Task description: If a line of the records contains the word "jacket", list it.

Exercise materials:
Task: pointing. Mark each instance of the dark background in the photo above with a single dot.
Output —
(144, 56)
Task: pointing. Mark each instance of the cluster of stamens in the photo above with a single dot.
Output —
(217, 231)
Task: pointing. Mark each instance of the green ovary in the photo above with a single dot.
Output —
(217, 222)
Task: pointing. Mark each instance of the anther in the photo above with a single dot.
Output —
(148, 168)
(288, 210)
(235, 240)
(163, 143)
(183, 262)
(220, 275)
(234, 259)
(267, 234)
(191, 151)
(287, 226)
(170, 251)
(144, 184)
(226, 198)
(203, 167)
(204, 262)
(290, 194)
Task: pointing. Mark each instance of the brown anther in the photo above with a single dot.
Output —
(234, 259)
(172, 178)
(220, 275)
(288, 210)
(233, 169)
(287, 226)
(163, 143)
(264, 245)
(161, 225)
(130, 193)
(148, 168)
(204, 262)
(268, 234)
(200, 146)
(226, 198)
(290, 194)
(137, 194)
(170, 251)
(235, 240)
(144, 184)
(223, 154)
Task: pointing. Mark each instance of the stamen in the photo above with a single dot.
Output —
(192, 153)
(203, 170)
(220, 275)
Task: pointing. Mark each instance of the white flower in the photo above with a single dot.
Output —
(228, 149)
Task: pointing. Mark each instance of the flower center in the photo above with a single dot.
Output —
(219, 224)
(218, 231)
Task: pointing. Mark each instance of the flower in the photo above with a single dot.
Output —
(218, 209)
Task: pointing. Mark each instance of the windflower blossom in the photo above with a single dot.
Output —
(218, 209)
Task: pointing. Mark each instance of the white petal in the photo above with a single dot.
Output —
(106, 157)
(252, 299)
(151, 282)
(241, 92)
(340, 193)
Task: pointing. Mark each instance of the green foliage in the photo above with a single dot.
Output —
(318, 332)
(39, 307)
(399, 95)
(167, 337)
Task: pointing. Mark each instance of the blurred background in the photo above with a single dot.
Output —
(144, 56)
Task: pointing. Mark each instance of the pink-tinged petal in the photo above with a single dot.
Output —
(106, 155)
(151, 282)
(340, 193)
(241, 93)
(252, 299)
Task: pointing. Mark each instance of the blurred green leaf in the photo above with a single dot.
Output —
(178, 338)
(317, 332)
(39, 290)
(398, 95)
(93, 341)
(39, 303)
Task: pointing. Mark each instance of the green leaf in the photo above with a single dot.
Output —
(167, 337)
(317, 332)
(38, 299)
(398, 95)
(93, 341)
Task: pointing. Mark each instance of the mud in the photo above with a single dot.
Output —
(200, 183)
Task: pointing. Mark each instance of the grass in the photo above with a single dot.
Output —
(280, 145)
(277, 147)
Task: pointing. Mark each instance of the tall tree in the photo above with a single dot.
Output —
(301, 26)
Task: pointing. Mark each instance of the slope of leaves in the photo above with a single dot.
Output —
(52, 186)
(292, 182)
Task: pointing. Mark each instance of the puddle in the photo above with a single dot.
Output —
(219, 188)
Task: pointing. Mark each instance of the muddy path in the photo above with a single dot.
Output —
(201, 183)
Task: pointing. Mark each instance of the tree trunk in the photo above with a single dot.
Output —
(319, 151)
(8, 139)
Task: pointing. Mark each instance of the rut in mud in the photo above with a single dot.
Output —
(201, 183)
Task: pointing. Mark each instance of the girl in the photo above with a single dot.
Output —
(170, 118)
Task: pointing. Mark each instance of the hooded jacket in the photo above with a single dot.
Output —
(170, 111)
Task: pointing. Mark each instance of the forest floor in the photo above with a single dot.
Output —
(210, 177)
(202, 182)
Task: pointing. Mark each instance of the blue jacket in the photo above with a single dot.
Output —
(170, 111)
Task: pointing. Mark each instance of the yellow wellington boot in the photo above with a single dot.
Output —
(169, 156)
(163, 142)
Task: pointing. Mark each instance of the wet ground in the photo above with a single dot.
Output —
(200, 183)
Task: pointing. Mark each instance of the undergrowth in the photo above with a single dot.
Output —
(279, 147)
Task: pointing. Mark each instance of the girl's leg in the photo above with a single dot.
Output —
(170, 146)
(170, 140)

Completed task:
Task: pointing. Mark each instance of the hooded jacket in the photo above with a single dot.
Task: pointing. Mark each instance of the blue jacket in the photo above with a single dot.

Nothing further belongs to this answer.